Saturday, January 31, 2009

Help!

I'm supposed to leave my house in fifteen minutes and am decidedly not ready. I thought I had everything under pretty good control--after all, I was fitting ALL of my stuff in two medium-sized suitcases--when my mom checked the airline regulations and we discovered that no single bag can weigh more than 70 pounds. And guess what? One of them was 74.1 lbs. I would go on but as you can imagine I mostly need to get out of my house, and not be writing this update.

See you next from across the pond and just south of the equator!

Tuesday, January 27, 2009

A Poem

I was poking around the Internet last night, and came across this poem on the website for Blixen's Africa safari website (Karen Blixen, aka Isak Dinesen, wrote Out of Africa on which the Sydney Pollack film is based).


"Africa" by Emily Dibb

When you've acquired a taste for dust,
The scent of our first rain,
You're hooked for life on Africa
And you'll not be right again
Till you can watch the setting moon
And hear the jackals bark
And know that they're around you,
Waiting in the dark.

When you long to see the Elephants,
Or to hear the coucal's song,
When the moonrise sets you blood on fire,
You've been away too long.
It's time to cut the traces loose
And let you're heart go free
Beyond that far horizon,
Where your spirit yearns to be.


http://www.blixensafrica.com/index.html

The poem reminds me a lot of the John Masefield poem, "I must go down to the sea again" for its romanticization of life in Africa just as Masefield romanticizes life at sea. The Masefield poem, while certainly beautiful, I quickly learned was not what being at sea was all about: there was no mention of the smells of a boat, the pains of sea sickness, the glories of getting on hand and knee and scrubbing each little corner below decks with a toothbrush.

- Information shown
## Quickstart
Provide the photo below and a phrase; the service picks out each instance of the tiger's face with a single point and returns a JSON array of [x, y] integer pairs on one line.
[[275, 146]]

- Your task
Please answer these questions from the blog excerpt:
1. What is the most a single bag may weigh under the airline regulations?
2. Who wrote the poem "Africa"?
3. Which John Masefield poem is the poem "Africa" compared to?
The listing has no connection to the blog excerpt.

- Output
1. 70 pounds
2. Emily Dibb
3. "I must go down to the sea again"